### Work task
Your job is to return every line in the data holding the string "rough".

※

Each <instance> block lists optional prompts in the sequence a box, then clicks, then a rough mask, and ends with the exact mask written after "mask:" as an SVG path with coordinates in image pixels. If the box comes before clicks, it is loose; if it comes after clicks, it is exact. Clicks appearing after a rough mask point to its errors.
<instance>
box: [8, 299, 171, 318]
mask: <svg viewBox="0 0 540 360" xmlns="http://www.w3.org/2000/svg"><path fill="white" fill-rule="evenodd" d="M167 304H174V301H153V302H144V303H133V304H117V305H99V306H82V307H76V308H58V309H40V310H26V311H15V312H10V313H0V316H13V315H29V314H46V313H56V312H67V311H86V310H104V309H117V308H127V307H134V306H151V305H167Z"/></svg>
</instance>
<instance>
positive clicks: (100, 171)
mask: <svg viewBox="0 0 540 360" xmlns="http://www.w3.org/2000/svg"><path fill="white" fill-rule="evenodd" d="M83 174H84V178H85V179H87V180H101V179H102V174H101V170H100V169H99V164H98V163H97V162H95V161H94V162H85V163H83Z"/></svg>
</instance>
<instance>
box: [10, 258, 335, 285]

※

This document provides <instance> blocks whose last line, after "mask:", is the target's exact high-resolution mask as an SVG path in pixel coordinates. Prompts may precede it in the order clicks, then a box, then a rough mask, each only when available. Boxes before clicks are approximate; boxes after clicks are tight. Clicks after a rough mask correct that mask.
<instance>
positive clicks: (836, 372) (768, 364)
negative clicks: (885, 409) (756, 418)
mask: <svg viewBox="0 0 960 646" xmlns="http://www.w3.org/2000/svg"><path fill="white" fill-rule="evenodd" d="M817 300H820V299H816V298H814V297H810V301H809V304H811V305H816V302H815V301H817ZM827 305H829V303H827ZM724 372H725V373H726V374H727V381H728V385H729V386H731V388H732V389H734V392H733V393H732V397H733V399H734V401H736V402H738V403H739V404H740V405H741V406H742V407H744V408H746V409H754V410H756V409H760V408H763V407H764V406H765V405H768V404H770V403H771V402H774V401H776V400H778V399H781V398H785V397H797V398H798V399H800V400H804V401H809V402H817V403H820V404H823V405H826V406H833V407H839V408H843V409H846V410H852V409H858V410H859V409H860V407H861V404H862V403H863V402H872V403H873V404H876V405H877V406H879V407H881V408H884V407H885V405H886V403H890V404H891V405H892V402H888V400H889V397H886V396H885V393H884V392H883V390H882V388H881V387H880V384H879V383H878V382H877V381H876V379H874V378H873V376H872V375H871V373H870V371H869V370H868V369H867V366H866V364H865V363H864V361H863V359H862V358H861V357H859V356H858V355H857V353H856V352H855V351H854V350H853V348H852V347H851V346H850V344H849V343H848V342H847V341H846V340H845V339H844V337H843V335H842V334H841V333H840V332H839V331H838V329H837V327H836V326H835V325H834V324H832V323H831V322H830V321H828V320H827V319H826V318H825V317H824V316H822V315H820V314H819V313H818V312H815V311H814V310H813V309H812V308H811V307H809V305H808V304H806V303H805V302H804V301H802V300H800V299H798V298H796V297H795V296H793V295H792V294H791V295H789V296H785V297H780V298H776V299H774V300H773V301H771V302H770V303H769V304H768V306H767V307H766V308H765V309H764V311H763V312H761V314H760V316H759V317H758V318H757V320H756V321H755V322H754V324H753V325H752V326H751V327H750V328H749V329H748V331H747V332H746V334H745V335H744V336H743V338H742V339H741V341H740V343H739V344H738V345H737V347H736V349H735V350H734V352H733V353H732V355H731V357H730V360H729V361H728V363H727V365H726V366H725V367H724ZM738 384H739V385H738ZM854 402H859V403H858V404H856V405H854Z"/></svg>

※

### Response for this exercise
Each <instance> block lists optional prompts in the sequence a box, then clicks, then a rough mask, and ends with the exact mask written after "mask:" as an SVG path with coordinates in image pixels. If the box comes before clicks, it is loose; if it comes after clicks, it is exact. Clicks appearing after a rough mask point to its errors.
This document provides <instance> blocks whose last line, after "mask:", is the target's exact high-resolution mask as an SVG path in pixel coordinates. Prompts may precede it in the order clicks, then a box, then a rough mask, each only when available. Boxes before clicks are approximate; boxes after clicks are tight. Clicks after a rough mask correct that mask.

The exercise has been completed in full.